Aim of the exercise:
Extract every line of the listing below that contains the word "yellow".

-- Start Data --

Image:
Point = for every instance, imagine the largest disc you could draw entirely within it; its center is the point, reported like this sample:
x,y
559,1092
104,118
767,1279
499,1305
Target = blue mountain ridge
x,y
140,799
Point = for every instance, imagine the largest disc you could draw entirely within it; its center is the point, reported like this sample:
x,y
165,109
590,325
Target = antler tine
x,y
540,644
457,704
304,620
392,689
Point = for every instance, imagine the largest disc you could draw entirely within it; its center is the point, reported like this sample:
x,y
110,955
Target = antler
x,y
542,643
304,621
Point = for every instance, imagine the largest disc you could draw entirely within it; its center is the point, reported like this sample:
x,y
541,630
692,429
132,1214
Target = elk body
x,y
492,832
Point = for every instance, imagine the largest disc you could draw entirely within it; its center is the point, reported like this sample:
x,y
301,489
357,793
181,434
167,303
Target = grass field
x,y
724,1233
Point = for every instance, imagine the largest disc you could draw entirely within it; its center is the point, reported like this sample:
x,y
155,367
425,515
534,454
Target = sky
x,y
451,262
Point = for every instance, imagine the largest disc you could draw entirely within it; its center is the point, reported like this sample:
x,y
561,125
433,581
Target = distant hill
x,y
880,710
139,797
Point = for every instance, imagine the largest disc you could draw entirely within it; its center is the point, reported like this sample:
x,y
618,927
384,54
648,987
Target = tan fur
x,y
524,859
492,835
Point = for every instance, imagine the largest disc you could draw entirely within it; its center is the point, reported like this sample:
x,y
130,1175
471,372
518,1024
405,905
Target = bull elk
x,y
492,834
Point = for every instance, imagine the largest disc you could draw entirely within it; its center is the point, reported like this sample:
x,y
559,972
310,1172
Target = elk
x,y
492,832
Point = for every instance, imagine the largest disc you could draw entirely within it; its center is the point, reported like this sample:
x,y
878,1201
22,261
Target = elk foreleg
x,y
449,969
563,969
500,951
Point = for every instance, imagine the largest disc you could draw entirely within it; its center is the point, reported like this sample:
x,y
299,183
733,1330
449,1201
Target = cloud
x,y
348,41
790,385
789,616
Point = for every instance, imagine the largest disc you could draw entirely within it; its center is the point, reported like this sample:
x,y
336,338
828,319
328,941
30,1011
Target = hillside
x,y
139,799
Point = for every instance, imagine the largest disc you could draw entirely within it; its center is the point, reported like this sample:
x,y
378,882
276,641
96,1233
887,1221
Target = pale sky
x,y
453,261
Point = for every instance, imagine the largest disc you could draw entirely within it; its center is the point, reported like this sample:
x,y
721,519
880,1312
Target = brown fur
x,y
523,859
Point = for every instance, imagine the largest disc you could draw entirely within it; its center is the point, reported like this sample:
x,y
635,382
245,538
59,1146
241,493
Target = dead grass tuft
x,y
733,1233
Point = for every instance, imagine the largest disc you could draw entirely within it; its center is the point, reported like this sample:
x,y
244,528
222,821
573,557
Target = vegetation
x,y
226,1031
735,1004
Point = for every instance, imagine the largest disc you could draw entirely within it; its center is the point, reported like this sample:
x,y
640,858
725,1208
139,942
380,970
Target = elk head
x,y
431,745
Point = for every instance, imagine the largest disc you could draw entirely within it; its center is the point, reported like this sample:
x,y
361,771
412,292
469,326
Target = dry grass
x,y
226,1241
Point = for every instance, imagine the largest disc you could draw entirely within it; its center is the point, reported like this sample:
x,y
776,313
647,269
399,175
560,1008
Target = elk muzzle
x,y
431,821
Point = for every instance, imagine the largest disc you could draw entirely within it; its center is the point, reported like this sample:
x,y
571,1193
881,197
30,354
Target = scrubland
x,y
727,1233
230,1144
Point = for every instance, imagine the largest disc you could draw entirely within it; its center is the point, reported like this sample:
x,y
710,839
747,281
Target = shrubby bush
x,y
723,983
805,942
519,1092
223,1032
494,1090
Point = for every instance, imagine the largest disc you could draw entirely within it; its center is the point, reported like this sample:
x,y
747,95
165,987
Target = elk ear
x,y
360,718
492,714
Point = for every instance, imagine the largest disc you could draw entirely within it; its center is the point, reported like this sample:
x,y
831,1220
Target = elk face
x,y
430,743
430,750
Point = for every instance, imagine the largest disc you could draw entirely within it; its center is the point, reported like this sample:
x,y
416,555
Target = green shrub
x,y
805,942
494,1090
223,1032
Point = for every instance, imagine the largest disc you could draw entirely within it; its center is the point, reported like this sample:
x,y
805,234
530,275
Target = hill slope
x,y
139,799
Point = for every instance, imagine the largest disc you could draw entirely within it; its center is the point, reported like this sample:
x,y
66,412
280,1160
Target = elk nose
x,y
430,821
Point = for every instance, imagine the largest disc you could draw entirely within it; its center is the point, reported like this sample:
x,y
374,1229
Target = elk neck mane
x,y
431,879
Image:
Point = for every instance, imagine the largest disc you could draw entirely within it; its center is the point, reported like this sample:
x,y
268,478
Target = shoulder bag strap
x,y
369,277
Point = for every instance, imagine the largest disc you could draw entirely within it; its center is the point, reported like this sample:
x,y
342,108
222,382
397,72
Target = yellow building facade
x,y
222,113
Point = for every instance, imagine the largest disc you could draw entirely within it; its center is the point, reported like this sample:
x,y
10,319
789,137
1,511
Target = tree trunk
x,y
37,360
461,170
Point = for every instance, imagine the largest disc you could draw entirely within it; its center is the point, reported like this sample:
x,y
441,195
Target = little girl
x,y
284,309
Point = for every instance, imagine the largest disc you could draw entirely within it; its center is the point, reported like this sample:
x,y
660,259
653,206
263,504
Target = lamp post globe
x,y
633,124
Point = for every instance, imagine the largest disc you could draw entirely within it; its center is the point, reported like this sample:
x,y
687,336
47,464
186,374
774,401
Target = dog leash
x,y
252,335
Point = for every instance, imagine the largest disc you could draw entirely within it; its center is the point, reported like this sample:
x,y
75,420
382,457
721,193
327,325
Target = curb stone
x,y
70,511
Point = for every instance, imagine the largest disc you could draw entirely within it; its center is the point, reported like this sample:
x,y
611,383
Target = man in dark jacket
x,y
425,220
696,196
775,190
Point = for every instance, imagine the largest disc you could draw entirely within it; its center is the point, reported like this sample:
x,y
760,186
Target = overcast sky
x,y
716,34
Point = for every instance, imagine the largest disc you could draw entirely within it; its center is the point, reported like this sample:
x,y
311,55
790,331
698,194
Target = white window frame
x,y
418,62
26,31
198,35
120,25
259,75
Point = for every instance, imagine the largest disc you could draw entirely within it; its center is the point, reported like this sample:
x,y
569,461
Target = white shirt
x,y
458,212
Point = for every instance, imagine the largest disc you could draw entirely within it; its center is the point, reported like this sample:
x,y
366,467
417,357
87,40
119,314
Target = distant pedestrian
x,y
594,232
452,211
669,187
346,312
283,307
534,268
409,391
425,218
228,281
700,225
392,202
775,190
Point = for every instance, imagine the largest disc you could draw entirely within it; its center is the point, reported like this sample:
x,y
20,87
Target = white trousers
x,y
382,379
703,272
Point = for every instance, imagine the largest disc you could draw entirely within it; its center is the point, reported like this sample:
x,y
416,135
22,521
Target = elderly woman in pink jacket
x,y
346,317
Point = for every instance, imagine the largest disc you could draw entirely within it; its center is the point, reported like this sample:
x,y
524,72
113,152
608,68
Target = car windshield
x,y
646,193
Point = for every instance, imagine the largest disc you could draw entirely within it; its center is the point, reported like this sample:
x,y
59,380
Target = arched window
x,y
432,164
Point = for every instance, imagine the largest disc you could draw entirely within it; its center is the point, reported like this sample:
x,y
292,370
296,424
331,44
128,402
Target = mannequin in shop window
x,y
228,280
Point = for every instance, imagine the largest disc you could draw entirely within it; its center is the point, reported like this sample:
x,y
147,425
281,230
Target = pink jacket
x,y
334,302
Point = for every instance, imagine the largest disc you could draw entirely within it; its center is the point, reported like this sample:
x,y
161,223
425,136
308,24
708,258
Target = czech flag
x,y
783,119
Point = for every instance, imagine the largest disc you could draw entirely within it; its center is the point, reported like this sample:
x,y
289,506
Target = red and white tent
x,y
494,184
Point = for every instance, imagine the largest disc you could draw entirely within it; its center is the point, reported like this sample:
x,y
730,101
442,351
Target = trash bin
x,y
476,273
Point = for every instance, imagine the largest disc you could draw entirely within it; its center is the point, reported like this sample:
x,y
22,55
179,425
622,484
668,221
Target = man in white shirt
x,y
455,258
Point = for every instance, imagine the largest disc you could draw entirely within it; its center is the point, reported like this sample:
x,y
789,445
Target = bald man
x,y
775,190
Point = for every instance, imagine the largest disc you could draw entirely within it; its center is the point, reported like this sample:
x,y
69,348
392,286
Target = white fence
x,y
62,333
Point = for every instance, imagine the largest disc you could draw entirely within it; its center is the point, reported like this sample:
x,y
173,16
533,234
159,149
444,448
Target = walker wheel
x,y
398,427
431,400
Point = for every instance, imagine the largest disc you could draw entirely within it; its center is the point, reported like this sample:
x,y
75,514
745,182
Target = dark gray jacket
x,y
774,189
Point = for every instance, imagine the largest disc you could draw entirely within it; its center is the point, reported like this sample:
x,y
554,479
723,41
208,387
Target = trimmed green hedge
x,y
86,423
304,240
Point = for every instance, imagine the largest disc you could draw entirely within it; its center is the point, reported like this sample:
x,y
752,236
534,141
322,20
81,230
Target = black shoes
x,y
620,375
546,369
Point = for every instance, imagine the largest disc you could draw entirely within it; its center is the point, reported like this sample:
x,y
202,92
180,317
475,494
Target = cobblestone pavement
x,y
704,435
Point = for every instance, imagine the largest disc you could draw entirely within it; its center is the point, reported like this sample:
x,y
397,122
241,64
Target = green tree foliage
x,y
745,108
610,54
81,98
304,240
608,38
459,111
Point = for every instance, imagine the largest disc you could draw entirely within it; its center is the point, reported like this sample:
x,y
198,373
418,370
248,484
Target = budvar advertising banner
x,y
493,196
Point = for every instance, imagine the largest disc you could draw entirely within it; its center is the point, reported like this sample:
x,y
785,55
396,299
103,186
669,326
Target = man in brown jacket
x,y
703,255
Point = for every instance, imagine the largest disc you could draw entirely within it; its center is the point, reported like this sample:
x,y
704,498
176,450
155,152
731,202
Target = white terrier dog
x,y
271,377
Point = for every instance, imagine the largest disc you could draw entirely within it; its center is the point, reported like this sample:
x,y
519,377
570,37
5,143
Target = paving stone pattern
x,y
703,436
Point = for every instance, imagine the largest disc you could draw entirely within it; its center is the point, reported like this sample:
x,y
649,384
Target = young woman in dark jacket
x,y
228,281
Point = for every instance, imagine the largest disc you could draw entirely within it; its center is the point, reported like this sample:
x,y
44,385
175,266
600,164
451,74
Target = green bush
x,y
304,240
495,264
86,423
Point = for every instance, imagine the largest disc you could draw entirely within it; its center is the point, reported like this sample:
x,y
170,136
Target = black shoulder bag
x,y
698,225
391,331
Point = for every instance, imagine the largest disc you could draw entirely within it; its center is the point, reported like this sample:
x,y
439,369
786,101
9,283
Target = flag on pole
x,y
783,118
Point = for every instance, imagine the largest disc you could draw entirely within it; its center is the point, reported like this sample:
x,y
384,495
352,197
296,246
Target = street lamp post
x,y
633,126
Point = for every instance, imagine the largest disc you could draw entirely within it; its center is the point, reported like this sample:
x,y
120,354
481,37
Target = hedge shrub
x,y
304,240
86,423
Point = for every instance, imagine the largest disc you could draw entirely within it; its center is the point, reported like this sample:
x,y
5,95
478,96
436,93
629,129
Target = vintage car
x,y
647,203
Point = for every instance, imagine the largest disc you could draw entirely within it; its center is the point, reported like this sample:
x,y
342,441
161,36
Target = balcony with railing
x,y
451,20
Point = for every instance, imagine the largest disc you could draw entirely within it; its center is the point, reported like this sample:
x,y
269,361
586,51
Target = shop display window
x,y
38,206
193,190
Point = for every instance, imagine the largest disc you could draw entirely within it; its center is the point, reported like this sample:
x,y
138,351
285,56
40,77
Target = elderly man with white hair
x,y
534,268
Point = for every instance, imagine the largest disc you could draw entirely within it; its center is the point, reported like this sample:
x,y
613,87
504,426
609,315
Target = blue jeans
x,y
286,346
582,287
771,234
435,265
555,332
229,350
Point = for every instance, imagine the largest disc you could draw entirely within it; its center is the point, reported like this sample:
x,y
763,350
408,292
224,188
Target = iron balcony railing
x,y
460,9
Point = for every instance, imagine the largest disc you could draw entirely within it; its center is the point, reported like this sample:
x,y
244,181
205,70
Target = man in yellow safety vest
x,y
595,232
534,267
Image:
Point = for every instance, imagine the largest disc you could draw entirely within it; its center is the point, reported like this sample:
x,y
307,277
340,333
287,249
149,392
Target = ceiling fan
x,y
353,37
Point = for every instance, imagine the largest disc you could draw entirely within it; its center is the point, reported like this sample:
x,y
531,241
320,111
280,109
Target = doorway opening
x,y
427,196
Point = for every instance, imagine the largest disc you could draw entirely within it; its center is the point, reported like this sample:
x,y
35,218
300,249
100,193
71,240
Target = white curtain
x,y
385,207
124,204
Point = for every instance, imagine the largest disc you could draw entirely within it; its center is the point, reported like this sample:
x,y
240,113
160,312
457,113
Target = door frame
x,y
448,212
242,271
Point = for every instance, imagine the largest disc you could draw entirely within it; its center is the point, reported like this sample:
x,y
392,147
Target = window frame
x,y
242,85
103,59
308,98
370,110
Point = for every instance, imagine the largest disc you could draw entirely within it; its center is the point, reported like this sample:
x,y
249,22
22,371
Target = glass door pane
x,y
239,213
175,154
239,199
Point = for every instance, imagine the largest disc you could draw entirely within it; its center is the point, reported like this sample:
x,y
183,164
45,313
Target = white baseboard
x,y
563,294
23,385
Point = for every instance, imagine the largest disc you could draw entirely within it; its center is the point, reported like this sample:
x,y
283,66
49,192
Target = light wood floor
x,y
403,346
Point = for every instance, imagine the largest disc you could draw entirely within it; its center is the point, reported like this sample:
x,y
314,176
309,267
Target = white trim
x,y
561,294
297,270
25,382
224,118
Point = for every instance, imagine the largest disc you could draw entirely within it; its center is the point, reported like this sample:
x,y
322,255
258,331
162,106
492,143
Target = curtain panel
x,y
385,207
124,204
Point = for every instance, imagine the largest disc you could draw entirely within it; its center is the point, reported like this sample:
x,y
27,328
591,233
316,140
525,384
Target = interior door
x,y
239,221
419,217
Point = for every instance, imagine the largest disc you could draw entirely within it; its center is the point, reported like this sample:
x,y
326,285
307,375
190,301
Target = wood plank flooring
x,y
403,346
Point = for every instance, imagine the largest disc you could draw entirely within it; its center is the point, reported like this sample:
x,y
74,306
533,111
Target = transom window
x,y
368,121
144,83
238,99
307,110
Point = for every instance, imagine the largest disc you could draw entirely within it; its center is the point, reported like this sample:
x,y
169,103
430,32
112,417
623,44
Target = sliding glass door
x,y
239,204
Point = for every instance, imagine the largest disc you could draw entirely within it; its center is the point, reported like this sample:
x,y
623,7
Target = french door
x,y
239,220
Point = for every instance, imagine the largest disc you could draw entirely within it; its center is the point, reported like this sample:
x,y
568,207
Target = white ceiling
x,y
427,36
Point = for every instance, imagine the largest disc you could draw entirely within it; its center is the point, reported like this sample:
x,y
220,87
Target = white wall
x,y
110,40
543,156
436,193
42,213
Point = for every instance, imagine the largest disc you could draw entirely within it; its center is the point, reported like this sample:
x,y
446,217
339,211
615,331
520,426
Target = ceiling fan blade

-- End Data --

Solution for this task:
Target = yellow building facade
Target = man in yellow safety vest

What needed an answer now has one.